[Entries taken from a collection]
** Start **
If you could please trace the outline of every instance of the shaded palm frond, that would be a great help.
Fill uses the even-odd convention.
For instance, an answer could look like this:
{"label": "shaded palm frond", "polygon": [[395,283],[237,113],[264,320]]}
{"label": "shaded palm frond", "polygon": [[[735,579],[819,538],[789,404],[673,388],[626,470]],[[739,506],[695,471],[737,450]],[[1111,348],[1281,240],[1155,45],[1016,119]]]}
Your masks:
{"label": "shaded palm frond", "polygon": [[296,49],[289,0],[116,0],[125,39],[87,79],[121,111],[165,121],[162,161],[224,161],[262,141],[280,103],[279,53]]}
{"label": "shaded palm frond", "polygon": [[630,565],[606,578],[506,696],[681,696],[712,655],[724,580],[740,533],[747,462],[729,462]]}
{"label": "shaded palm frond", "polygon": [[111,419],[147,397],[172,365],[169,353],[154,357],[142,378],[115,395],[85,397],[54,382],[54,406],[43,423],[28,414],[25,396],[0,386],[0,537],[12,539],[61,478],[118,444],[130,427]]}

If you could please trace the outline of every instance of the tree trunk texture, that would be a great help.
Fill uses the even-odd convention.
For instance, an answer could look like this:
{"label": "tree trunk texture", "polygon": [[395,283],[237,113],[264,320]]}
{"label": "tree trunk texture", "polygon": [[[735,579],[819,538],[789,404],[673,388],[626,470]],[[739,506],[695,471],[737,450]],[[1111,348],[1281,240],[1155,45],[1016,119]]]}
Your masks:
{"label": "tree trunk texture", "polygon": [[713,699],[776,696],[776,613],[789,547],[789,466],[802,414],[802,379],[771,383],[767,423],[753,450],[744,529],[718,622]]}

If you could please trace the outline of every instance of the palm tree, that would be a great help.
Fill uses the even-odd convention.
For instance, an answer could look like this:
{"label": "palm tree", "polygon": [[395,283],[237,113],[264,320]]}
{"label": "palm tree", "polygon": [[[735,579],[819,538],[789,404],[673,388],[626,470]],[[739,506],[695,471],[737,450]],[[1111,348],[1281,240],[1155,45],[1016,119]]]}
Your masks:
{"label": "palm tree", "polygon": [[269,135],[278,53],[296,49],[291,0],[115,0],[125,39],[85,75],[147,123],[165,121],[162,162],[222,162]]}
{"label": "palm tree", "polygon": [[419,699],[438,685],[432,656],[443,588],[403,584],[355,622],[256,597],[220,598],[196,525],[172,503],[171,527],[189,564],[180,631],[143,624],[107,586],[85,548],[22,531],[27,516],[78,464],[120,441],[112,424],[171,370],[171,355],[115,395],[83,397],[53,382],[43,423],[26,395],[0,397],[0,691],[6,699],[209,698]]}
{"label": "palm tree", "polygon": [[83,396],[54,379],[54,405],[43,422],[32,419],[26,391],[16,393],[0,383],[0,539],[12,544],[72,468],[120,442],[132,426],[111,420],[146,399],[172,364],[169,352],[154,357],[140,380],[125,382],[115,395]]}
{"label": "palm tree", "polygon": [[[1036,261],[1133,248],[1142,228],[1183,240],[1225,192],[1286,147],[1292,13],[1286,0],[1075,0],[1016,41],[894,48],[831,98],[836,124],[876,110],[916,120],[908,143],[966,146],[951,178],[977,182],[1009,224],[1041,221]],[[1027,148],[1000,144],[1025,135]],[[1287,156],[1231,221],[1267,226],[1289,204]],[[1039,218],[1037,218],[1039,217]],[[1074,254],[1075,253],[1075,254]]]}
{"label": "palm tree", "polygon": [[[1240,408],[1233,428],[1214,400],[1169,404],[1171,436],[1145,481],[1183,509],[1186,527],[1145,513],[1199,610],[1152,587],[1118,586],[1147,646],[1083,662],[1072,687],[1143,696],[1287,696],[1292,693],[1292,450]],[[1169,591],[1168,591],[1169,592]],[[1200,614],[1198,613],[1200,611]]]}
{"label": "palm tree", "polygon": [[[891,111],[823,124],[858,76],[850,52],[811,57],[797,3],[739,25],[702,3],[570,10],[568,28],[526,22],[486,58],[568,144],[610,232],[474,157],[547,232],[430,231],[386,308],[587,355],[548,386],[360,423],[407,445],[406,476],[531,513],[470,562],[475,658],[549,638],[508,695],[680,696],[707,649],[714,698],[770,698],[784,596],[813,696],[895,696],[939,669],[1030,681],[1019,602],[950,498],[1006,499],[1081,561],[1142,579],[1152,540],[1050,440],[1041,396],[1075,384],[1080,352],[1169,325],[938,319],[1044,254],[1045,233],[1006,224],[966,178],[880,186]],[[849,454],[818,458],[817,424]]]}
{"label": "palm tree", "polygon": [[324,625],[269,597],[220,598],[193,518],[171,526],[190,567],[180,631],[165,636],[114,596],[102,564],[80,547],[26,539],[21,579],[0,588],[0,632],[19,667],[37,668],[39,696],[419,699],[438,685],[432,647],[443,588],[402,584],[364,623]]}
** End **
> **WHAT TO WORK ON**: Please pull out every line of the material above that contains the string "shaded". Case counts.

> **REPLY**:
If you could please trace the outline of every instance of the shaded palm frond, that would be a great help.
{"label": "shaded palm frond", "polygon": [[395,283],[237,113],[264,320]]}
{"label": "shaded palm frond", "polygon": [[[735,579],[819,538],[789,404],[673,388],[626,470]],[[739,506],[695,471],[737,450]],[[1111,348],[1281,240],[1155,45],[1016,119]]]}
{"label": "shaded palm frond", "polygon": [[296,49],[289,0],[116,0],[125,39],[87,79],[121,111],[165,121],[162,161],[224,161],[262,141],[280,103],[279,53]]}
{"label": "shaded palm frond", "polygon": [[630,565],[606,578],[506,696],[681,696],[712,655],[724,580],[740,533],[747,462],[729,462]]}
{"label": "shaded palm frond", "polygon": [[111,419],[147,397],[172,365],[169,353],[154,357],[142,378],[115,395],[85,397],[54,382],[54,406],[43,423],[28,414],[25,396],[0,386],[0,537],[12,539],[61,478],[118,444],[130,427]]}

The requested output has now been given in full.